>> Begin Data lines

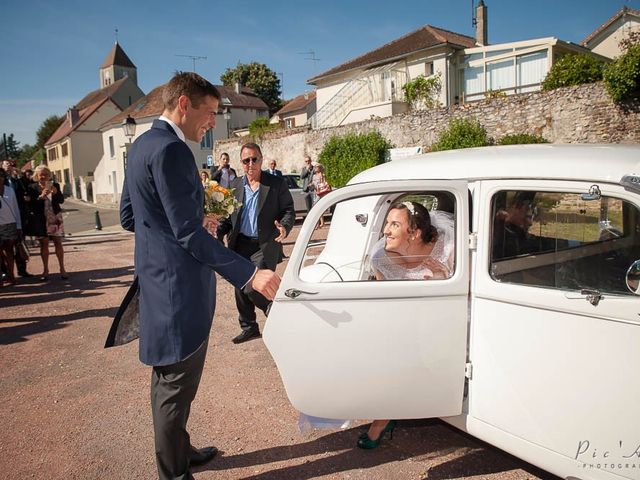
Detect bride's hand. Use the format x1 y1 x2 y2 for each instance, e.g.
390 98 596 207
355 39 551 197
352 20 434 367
423 257 451 280
202 215 220 238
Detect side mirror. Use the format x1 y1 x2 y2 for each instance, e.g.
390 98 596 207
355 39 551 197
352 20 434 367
625 260 640 295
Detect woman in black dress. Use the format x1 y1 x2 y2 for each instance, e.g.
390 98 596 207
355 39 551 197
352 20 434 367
27 165 69 280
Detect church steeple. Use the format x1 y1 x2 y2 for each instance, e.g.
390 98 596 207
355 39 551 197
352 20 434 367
100 40 138 88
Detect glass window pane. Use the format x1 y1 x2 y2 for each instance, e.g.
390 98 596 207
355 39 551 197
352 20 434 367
516 50 548 93
487 59 516 90
490 191 640 294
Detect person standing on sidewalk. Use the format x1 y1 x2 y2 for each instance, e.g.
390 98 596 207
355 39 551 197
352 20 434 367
0 168 22 287
217 143 295 343
120 72 280 480
300 155 313 213
2 159 33 277
26 165 69 282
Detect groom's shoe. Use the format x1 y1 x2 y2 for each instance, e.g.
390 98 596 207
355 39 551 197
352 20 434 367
189 447 218 465
231 328 262 344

>> End Data lines

> **Work to do**:
Transcribe the lines of the records above verbatim, beginning with the line containing "Detect person standing" and continuing through the end of the records.

> **Result for this exercise**:
Detect person standing on sidewalk. Use the format x1 y1 x2 y2 for each instance, e.g.
390 98 596 207
355 39 551 197
352 20 434 367
0 168 22 287
217 143 295 343
120 72 280 480
300 155 313 213
2 159 33 277
26 165 69 282
Detect groom's shoe. Use the format x1 y1 x2 y2 for each instance, e.g.
390 98 596 207
355 39 551 197
352 20 434 367
189 447 218 465
231 328 262 344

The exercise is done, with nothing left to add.